**WRITTEN PROBLEM:**
Give the material again in full, matching it exactly.

**ENTRIES SHOWN:**
————

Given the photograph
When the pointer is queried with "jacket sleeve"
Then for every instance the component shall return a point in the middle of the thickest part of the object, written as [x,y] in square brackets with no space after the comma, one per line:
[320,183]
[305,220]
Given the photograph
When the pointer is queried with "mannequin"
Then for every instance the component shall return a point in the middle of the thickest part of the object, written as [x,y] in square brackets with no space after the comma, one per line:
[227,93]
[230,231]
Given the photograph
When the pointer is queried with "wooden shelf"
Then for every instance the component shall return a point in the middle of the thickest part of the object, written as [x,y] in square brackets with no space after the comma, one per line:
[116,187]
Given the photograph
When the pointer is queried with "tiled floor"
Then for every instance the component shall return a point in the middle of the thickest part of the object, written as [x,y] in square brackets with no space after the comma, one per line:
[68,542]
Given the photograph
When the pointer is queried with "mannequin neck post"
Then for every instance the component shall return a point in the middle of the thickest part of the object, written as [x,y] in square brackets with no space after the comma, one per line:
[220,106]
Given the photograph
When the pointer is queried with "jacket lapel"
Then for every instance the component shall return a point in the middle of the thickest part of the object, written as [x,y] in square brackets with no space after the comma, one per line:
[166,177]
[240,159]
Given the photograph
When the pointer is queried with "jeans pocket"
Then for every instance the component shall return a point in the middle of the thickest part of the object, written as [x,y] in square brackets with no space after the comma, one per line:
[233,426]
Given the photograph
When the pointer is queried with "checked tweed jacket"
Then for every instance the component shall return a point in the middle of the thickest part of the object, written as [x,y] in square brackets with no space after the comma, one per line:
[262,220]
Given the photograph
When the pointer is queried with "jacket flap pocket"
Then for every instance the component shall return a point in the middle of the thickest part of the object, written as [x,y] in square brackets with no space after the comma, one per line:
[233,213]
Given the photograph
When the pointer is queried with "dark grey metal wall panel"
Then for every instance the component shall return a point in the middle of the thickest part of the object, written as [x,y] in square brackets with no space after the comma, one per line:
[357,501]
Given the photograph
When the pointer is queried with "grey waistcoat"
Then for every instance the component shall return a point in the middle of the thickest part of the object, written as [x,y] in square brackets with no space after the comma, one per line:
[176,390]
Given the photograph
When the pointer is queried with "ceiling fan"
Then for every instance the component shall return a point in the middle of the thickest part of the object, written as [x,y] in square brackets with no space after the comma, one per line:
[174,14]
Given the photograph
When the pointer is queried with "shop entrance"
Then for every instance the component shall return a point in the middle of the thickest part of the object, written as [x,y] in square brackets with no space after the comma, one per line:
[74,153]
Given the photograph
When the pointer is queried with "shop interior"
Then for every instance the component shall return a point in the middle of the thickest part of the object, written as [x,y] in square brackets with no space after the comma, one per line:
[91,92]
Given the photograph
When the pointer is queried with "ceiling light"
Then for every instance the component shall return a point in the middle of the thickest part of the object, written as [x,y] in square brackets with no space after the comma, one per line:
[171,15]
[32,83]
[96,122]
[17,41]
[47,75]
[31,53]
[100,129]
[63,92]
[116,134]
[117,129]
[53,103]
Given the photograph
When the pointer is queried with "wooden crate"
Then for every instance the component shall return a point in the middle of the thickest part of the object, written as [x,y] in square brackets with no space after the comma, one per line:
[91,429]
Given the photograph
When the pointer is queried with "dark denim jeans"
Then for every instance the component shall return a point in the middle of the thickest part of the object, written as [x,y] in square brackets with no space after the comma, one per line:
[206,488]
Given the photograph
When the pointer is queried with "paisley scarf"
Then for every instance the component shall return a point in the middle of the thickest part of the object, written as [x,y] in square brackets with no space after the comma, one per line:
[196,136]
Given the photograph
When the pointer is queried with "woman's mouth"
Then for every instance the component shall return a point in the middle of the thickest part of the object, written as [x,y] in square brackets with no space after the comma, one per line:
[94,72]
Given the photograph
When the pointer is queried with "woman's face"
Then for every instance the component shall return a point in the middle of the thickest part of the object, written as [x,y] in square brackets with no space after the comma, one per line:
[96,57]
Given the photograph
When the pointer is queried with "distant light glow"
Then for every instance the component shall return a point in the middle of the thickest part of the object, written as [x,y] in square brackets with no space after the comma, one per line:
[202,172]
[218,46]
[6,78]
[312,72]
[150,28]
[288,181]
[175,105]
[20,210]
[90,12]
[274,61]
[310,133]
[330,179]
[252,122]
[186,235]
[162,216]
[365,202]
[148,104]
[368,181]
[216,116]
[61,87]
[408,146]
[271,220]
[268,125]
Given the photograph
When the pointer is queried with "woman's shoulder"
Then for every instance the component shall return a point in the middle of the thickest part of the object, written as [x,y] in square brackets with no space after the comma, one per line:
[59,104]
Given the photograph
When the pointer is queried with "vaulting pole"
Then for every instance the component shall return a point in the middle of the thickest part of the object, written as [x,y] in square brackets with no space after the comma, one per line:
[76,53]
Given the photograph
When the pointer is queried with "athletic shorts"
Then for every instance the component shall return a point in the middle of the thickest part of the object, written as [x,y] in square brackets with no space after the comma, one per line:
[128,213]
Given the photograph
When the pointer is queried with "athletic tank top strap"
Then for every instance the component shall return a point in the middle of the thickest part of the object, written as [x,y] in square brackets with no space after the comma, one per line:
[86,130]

————

**TASK SOLUTION:**
Given the photograph
When the pointer is queried with "jacket sleeve"
Then for every instance the component shall return a point in the middle of the thickest part of the object, written as [x,y] in square brackets with no space after the comma, one per line:
[320,183]
[305,220]
Given the photograph
When the pointer is queried with "mannequin"
Then for every instance the component shall return a point in the middle of the thickest part of the object, written as [x,y] in square brackets with no space after the comma, one per line:
[227,93]
[230,231]
Given the photograph
When the pointer is queried with "wooden shelf"
Then for every instance the component shall return a point in the middle of the thickest part of the object, written as [x,y] in square brackets with no space after the comma, one per line:
[116,187]
Given the photograph
When the pointer is queried with "tiled floor"
Then for every instance the component shall return a point in the middle of the thickest part of the object, written as [x,y] in square brackets with no space after the comma, one per line:
[68,542]
Given the photograph
When the pointer is queried with "mannequin neck post"
Then for every instance the component shall return a point in the middle of the thickest part of the object, written as [x,y] in square brackets with no space after the comma, one per line:
[220,106]
Given the photograph
When the pointer is queried with "jacket lapel"
Then for every instance the component shall return a point in the middle of the thickest part of the object, written as [x,y] in square brackets with no space after the comma, one per line:
[166,177]
[240,159]
Given the photograph
When the pointer is queried with "jeans pocket"
Then for every instance the component shall return a point in the middle of the thickest part of the object, written as [x,y] in square brackets with no space after the comma, one per line:
[233,426]
Given the photograph
When the pointer is queried with "checked tweed jacket"
Then for every instance the component shall return a point in the middle of the thickest part of the object, written as [x,y] in square brackets with no space after the comma, one per line:
[262,220]
Given the photograph
When the pointer is queried with "jacket flap pocket"
Then for every instance the component shall return a point in the middle of the thickest part of the object, written as [x,y] in square brackets with no space after the comma, one per line:
[233,213]
Given the photograph
When the pointer is queried with "dark grey metal wall panel"
Then for every instance the component shall return a point in the middle of the thickest part of the object, written as [x,y] in square brackets with no space after the comma, one per line:
[357,501]
Given the photograph
When the pointer is queried with "grey waistcoat"
Then for every instance the component shall return a point in the middle of the thickest part of the object, written as [x,y] in square brackets with no space after the comma, one per line:
[176,390]
Given the photograph
When the pointer is queried with "ceiling fan"
Then for every instance the component shall return a point in the middle of the thickest part of the object, written as [x,y] in square brackets with no space after the comma, one per line:
[174,14]
Given the photograph
When the pointer is queried with "shop entrance"
Then for every instance the component shall return a point in the middle of the thickest part of the object, written as [x,y] in square brackets with no space after the comma, one per line:
[74,153]
Given the photograph
When the pointer is queried with "shop interior"
Then for every instance the component shall return a point in the middle of the thickest part of the object, written as [x,y] in square brackets with no space after the comma, one per line:
[91,92]
Given the photograph
When the pointer is queried with "ceiling light"
Then for every instance the component shall return a point in the middle of the thickest part of the object, written as [x,y] in square brackets with no space after the comma, one per line:
[171,15]
[32,83]
[96,122]
[17,41]
[47,75]
[31,53]
[100,129]
[63,92]
[116,134]
[117,129]
[53,103]
Given the photograph
When the pointer is queried with "wooden crate"
Then for every instance the component shall return a point in the middle of the thickest part of the object, written as [x,y] in square brackets with no space after the comma, one per line:
[91,429]
Given the photograph
When the pointer is queried with "dark denim jeans"
Then for every instance the component shall return a point in the middle of the thickest part of the object, written as [x,y] in square brackets with no space after the comma, one per line:
[206,488]
Given the photograph
When the pointer is queried with "paisley scarf"
Then for every instance the component shall return a point in the middle of the thickest part of the object, written as [x,y] in square brackets with no space after the comma, one per line:
[196,136]
Given the photograph
When the pointer is queried with "woman's mouth"
Then for every instance the component shall return a point in the middle of the thickest part of the object, written as [x,y] in square brackets with no space after the comma, one per line:
[94,72]
Given the photograph
When the pointer is queried with "woman's face"
Then for every instance the component shall return a point in the middle of the thickest part of the object, written as [x,y] in square brackets with no space after the comma, one per line:
[96,57]
Given the photograph
When the pointer is queried with "distant light glow"
Then for every instance the component shall return a point in the middle of the thickest part of the object, written as [x,y] in square brackets with no space after the comma, one per line:
[202,172]
[218,46]
[6,78]
[312,72]
[150,28]
[288,181]
[175,105]
[20,210]
[90,12]
[274,61]
[310,133]
[330,179]
[252,122]
[186,235]
[162,216]
[365,202]
[148,104]
[368,181]
[216,116]
[61,87]
[408,146]
[271,220]
[268,125]
Given the photograph
When the pointer is queried with "woman's shoulder"
Then for every instance the component shall return a point in the middle of the thickest part of the object, written as [x,y] in square brackets with no space after the comma, one per line:
[59,104]
Given the photograph
When the pointer is queried with "vaulting pole"
Then for every instance the component shall return a point in the middle of the thickest part of the object, written as [x,y] in square brackets with no space after the comma, one per line:
[76,53]
Given the photograph
When the pointer is queried with "athletic shorts"
Then for every instance the component shall return a point in the middle of the thickest part of the object, written as [x,y] in square brackets with no space after the comma, one per line:
[128,213]
Given the photograph
When the pointer is queried with "athletic tank top strap"
Then for every instance the component shall return a point in the middle of the thickest part of the object, written as [x,y] in square brackets with no space after the comma, one per line:
[86,130]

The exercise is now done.